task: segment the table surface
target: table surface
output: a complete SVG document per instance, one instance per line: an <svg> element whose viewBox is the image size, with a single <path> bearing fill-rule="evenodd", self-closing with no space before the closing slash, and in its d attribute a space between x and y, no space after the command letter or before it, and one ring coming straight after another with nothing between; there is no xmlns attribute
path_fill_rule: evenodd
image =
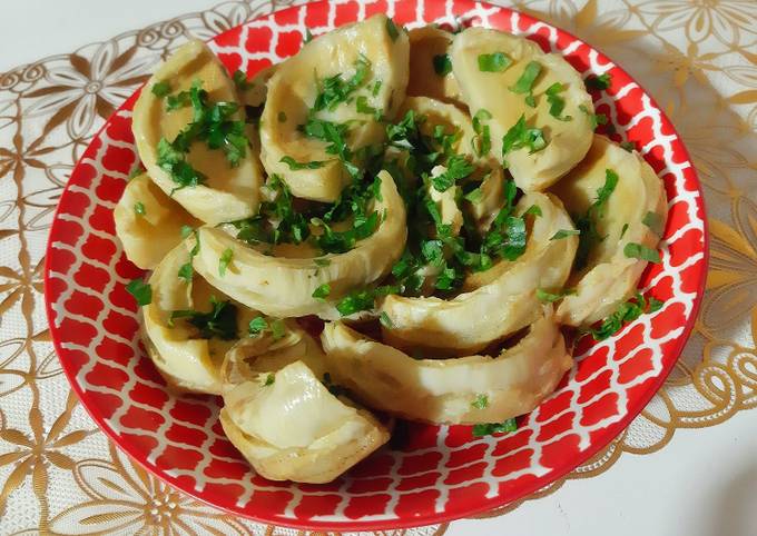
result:
<svg viewBox="0 0 757 536"><path fill-rule="evenodd" d="M91 56L90 43L118 42L130 30L170 18L186 27L210 24L213 17L189 16L193 10L215 8L212 13L232 21L286 3L130 0L128 9L117 10L114 2L98 0L3 2L0 80L3 71L9 80L23 63L70 61L61 54L81 47L82 56ZM591 464L541 497L485 518L382 535L754 536L757 411L748 409L757 406L757 189L750 182L757 171L757 2L494 3L528 9L587 39L636 76L671 116L705 187L712 234L708 291L671 379ZM32 158L14 167L8 157L21 152L16 135L39 136L31 115L9 112L24 97L26 89L14 88L0 83L0 534L132 534L140 528L160 534L168 526L188 527L188 534L204 534L207 527L223 534L296 534L228 519L135 473L69 396L46 339L35 268L56 195L77 152L40 157L41 167ZM88 136L102 119L94 117ZM43 176L52 188L41 186ZM45 202L29 201L35 196ZM27 216L37 215L33 221L13 216L13 204L23 202ZM31 208L39 206L47 211ZM29 302L14 295L13 272L32 280ZM35 447L41 444L43 454L38 454ZM150 514L155 497L178 505L174 517L156 515L160 505ZM109 515L114 512L126 517ZM86 523L87 516L95 517Z"/></svg>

| Work to be completed |
Convert the data above into a two-column CSV with the headers "instruction" and "output" and one row per block. Put each block's text in one quoted field and its result in the other, replace line breaks with spaces, and omit the pictures.

| Task result |
instruction,output
"task: segment the table surface target: table surface output: a complete SVG document per instance, one instance per line: an <svg> element whose viewBox is the image size, with a single <path> bearing fill-rule=""evenodd"", self-closing with no space before the closing slash, and in its d attribute a space between x and y, no space after the command letter or before it, and one ring coming straight after another with nothing between; there is no xmlns attribute path_fill_rule: evenodd image = result:","<svg viewBox=""0 0 757 536""><path fill-rule=""evenodd"" d=""M91 56L90 43L118 42L130 30L170 18L186 27L210 24L213 17L189 16L193 10L215 8L212 13L232 21L286 3L130 0L128 9L117 10L114 2L98 0L3 2L0 80L3 71L9 80L23 63L70 61L61 54L81 47L82 56ZM591 464L541 497L485 518L382 535L754 536L757 411L748 409L757 406L757 189L750 182L757 171L757 2L494 3L528 9L587 39L636 76L671 116L705 187L712 234L708 291L671 379ZM32 158L14 167L8 157L21 152L16 135L39 136L31 115L9 112L24 97L26 89L14 88L0 83L0 534L132 534L140 528L160 534L168 526L188 527L188 534L204 534L207 527L223 534L296 534L228 519L135 473L69 396L46 339L35 268L56 195L77 152L40 157L41 167ZM88 136L102 119L94 117ZM43 176L52 188L41 186ZM45 202L29 201L35 196ZM27 216L37 215L33 221L13 216L13 204L23 202ZM31 208L39 206L47 211ZM29 302L14 295L13 272L32 280ZM35 447L41 444L43 454L38 454ZM150 514L155 497L178 505L174 517L156 515L160 505ZM109 515L114 512L126 517ZM86 523L87 516L95 517Z""/></svg>"